— REQUIRED WORK —
Return each entry unchanged.

[Referring expression pointing data]
※ ※ ※
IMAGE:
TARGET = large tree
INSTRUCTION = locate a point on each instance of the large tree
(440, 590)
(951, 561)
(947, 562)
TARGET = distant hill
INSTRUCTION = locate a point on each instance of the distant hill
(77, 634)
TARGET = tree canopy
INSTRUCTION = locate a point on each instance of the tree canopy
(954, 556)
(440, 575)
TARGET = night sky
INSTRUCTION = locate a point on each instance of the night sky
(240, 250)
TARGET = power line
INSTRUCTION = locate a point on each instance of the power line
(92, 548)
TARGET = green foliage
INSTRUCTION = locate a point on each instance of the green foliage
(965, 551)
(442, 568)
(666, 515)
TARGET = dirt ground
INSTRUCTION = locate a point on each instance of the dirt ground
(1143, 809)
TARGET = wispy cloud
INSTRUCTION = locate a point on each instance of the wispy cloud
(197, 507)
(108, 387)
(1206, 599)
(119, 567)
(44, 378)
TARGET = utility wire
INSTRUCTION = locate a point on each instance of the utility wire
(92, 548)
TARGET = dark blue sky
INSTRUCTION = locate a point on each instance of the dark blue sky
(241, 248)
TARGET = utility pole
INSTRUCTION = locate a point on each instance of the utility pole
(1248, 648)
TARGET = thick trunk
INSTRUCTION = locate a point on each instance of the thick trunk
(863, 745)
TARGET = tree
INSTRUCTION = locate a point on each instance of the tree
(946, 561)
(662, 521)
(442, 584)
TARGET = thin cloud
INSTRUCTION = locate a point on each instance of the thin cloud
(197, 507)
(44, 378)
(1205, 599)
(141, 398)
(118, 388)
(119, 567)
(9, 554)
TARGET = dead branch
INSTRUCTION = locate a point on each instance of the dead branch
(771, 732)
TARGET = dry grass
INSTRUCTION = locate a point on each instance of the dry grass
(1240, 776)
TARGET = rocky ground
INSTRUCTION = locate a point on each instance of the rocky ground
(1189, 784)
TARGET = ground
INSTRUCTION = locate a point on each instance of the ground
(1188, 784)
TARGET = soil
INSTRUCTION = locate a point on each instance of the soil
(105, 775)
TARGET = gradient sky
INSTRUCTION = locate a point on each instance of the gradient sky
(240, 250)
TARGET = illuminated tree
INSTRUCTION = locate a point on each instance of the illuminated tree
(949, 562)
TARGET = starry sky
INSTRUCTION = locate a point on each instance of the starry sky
※ ※ ※
— ANSWER SECTION —
IMAGE:
TARGET = large tree
INSTRUCTION = locate a point on each instance of the large tree
(440, 590)
(951, 561)
(947, 562)
TARGET = distant hill
INSTRUCTION = locate a point on each instance of the distant hill
(77, 634)
TARGET = tree canopy
INSTRUCTION = locate a point on each instance of the tree canopy
(954, 556)
(440, 575)
TARGET = night sky
INSTRUCTION = locate a point on each instance of the night sky
(240, 250)
TARGET = power line
INSTRUCTION = locate a point on each instance of the power line
(92, 548)
TARGET = green foliage
INSTRUCTION = locate a point on each instance of the green foliage
(965, 551)
(442, 568)
(666, 515)
TARGET = dirt ground
INSTRUCTION = locate a point on each instance of the dirt ground
(1143, 809)
TARGET = wispy cloud
INSTRUCTION = locate a point on each instance of the wispy cloud
(197, 507)
(108, 387)
(1206, 599)
(119, 567)
(44, 378)
TARGET = utility wire
INSTRUCTION = locate a point on each instance of the utility wire
(92, 548)
TARGET = dark blue sky
INSTRUCTION = locate a point on each instance of the dark blue sky
(241, 248)
TARGET = utility pole
INSTRUCTION = locate a point on each instance of the utility pole
(1248, 648)
TARGET = thick trunk
INSTRUCTION = locate a point on each instance of the thick trunk
(863, 745)
TARGET = tree
INSTRUCTION = locate a point on each instance of the tree
(946, 561)
(662, 521)
(442, 584)
TARGET = thin cloud
INSTRUCTION = locate a point on each instance of the thin cloud
(197, 507)
(44, 378)
(1205, 599)
(141, 398)
(118, 388)
(119, 567)
(9, 554)
TARGET = dead branch
INSTRUCTION = locate a point on each instance of the dead branch
(771, 732)
TARGET = dry grass
INSTRUCTION = locate a point on each instance of the dry grass
(1240, 776)
TARGET = rocky ground
INSTRUCTION = locate a point on each instance of the rocky ground
(1189, 784)
TARGET = ground
INSTRUCTION = locate a point on each instance of the ground
(1188, 784)
TARGET = soil
INSTRUCTION = locate a point on each instance of the soil
(105, 775)
TARGET = gradient sky
INSTRUCTION = locate a point on each instance of the gradient sky
(240, 250)
TARGET = illuminated tree
INSTRUCTION = locate a point on each instance of the illuminated tree
(949, 562)
TARGET = starry sky
INSTRUCTION = locate a point on each instance of the starry sky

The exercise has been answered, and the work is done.